Excerpted data:
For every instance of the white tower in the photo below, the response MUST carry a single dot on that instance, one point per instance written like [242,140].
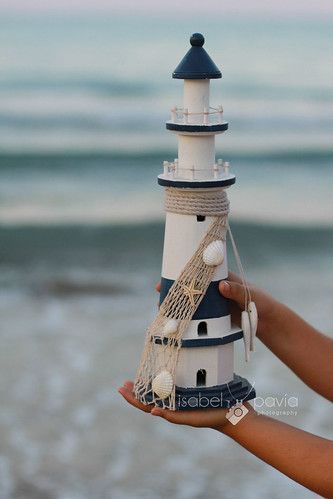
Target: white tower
[204,374]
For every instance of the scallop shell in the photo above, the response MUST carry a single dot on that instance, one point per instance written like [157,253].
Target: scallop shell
[213,255]
[162,384]
[170,327]
[246,327]
[253,314]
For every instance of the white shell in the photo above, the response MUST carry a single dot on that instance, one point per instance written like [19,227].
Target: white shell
[246,327]
[170,327]
[162,384]
[213,255]
[253,314]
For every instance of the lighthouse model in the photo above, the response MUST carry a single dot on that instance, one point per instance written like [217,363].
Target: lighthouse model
[188,358]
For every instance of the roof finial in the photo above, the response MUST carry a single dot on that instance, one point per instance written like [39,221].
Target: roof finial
[197,40]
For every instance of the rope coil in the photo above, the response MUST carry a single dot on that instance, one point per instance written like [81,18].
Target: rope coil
[206,202]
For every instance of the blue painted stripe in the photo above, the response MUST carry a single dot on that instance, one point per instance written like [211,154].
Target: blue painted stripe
[203,342]
[212,306]
[195,184]
[179,127]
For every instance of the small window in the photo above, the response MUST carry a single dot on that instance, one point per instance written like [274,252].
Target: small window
[202,329]
[201,377]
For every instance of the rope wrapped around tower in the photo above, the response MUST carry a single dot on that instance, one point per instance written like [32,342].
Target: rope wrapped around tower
[162,343]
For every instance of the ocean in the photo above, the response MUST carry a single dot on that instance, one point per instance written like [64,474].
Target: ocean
[83,105]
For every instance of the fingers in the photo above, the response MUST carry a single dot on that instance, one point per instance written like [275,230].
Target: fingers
[234,291]
[234,277]
[127,392]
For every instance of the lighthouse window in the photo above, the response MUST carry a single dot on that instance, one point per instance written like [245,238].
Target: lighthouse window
[201,377]
[202,329]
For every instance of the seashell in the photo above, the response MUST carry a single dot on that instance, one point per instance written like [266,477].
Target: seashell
[246,327]
[162,384]
[170,327]
[213,255]
[253,314]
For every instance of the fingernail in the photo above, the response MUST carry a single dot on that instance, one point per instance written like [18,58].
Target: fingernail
[155,412]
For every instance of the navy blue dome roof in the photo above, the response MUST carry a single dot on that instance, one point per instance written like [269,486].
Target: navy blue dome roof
[196,64]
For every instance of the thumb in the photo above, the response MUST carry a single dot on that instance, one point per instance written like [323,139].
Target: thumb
[234,291]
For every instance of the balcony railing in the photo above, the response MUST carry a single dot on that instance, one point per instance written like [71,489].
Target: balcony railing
[209,116]
[218,170]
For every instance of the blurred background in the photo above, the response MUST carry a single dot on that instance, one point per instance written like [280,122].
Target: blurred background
[85,90]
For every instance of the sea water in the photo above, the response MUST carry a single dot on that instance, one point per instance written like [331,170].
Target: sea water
[83,101]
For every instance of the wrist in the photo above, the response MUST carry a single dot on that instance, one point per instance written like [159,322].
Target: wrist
[228,428]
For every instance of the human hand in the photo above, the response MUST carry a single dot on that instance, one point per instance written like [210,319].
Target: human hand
[204,418]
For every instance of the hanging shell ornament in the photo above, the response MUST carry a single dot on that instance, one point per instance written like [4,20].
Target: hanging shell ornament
[246,327]
[253,314]
[162,384]
[213,255]
[170,327]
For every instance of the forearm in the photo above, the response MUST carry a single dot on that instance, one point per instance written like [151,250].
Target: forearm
[304,457]
[302,348]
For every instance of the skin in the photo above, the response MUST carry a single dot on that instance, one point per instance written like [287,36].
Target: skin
[306,458]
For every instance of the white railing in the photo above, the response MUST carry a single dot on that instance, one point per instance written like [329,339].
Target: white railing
[218,170]
[209,116]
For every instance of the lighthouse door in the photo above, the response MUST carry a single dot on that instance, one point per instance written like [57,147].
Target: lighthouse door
[201,377]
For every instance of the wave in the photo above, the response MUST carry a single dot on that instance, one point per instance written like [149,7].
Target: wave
[41,159]
[141,244]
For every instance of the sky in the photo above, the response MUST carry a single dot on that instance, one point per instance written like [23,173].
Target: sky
[282,7]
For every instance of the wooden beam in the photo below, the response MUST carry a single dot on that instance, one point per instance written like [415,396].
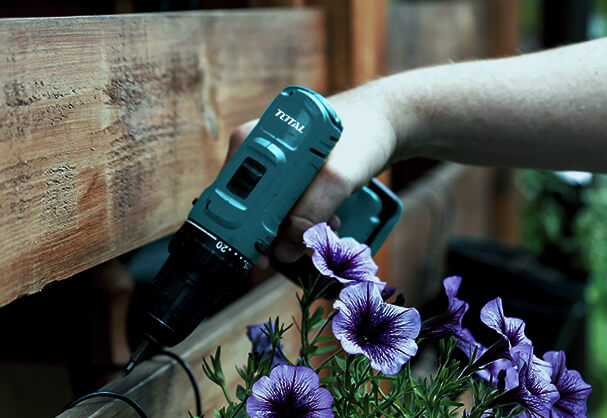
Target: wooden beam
[110,126]
[162,388]
[434,32]
[504,27]
[356,31]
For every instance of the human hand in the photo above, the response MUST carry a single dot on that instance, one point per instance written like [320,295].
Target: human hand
[364,149]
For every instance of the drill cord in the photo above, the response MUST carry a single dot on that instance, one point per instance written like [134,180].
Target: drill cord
[124,398]
[134,404]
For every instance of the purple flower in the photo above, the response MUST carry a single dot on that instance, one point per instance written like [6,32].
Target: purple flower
[344,259]
[450,322]
[572,388]
[493,316]
[535,393]
[262,344]
[289,391]
[382,332]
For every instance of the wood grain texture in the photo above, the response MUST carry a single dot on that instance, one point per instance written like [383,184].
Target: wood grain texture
[110,126]
[162,388]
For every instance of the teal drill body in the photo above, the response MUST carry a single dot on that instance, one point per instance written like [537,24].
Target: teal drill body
[253,193]
[237,217]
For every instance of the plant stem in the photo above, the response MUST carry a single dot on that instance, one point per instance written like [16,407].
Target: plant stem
[331,357]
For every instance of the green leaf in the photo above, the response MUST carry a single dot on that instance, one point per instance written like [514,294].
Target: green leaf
[323,349]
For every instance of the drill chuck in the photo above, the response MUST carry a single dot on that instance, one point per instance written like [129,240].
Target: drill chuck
[201,275]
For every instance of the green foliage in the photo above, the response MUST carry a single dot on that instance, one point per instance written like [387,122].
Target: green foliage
[583,236]
[357,389]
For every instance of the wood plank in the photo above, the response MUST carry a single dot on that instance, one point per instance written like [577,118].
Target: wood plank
[111,125]
[161,387]
[356,33]
[434,32]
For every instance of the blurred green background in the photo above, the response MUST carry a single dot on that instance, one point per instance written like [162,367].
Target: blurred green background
[567,215]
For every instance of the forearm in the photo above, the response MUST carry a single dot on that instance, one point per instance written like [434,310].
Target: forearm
[542,110]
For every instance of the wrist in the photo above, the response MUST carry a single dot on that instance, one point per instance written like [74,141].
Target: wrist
[405,109]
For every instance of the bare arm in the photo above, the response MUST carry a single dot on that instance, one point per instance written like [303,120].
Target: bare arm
[542,110]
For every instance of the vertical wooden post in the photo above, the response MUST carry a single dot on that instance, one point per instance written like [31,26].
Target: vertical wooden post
[504,27]
[504,40]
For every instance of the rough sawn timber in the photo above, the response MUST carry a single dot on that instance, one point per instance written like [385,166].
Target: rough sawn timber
[110,126]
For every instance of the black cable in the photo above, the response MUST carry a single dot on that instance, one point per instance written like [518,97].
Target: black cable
[190,374]
[124,398]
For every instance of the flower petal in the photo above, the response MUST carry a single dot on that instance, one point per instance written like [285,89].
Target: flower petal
[493,316]
[573,390]
[382,332]
[289,391]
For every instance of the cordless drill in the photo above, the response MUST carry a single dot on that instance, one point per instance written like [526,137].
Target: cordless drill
[236,219]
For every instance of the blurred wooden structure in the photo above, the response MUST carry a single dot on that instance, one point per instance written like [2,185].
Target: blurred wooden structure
[111,125]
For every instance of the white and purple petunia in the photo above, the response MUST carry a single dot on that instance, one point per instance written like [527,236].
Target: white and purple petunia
[535,393]
[289,391]
[572,388]
[493,316]
[448,323]
[513,329]
[343,259]
[382,332]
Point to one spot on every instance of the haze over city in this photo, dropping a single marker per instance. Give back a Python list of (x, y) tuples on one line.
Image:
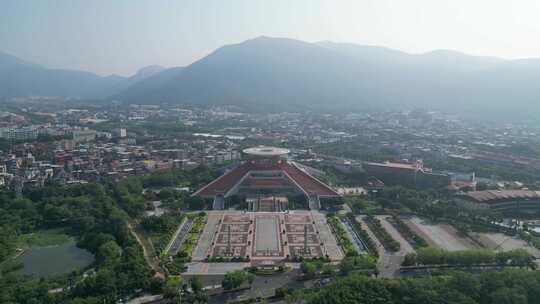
[(285, 152), (119, 37)]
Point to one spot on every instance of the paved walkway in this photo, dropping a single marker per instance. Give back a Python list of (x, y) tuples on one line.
[(205, 240), (202, 268), (179, 237), (148, 250), (326, 236)]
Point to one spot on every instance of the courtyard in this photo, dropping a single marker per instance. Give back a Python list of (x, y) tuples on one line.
[(267, 237)]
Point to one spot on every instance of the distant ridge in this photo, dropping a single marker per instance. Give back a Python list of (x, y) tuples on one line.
[(274, 74)]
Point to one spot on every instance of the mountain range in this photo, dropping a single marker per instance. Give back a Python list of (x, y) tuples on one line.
[(284, 74)]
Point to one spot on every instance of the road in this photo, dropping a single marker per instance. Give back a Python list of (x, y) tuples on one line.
[(353, 236), (389, 262), (148, 250)]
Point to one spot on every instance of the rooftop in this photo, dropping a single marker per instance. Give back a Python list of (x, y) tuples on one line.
[(492, 195)]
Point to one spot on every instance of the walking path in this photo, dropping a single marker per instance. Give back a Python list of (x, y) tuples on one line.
[(148, 250)]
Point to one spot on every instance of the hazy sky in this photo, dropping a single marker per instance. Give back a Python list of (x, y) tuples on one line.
[(120, 36)]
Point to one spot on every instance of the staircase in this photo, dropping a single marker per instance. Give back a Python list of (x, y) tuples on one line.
[(219, 203)]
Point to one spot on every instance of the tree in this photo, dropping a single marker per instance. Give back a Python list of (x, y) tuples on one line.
[(195, 203), (308, 269), (108, 254), (196, 285), (171, 290)]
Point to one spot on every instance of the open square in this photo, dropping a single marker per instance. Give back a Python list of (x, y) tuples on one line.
[(267, 236)]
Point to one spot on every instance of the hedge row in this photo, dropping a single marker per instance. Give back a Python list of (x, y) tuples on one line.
[(384, 237), (343, 240), (370, 243)]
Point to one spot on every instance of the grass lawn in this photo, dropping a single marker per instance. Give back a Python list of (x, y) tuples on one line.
[(41, 238)]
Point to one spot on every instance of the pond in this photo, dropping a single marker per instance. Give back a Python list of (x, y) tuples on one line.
[(52, 260)]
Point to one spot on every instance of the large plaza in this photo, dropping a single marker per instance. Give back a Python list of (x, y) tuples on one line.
[(267, 237)]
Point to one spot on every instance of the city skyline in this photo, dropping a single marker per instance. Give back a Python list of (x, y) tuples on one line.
[(120, 37)]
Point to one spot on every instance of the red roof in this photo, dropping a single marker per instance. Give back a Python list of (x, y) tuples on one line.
[(309, 184), (395, 165), (494, 195)]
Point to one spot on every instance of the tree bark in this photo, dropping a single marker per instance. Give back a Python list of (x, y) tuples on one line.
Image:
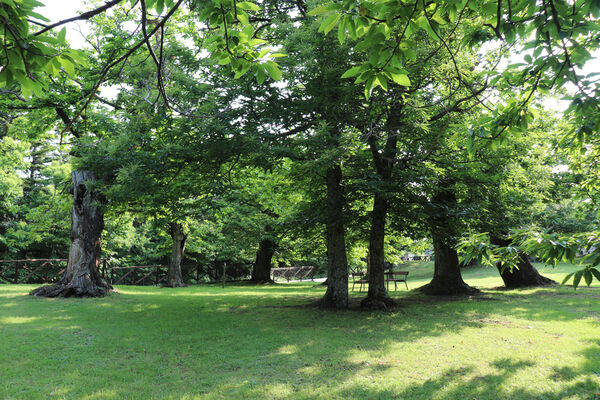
[(174, 276), (447, 278), (377, 297), (82, 277), (336, 295), (524, 275), (261, 272)]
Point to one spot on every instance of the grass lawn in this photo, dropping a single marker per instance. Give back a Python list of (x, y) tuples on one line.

Work instructions: Rewrite the material from the line that contains "Point to one spot on every instance of the staircase" through the line that contains "[(219, 203)]", both included, keeping the request as it stands. Multiply each point coordinate in the answers by 2.2 and round to whole numbers, with halves rounded up.

Complete answer:
Point to one spot on every instance of the staircase in this photo, dropping a single marker per instance. Give back a Python list of (x, y) tuples on one line.
[(482, 447)]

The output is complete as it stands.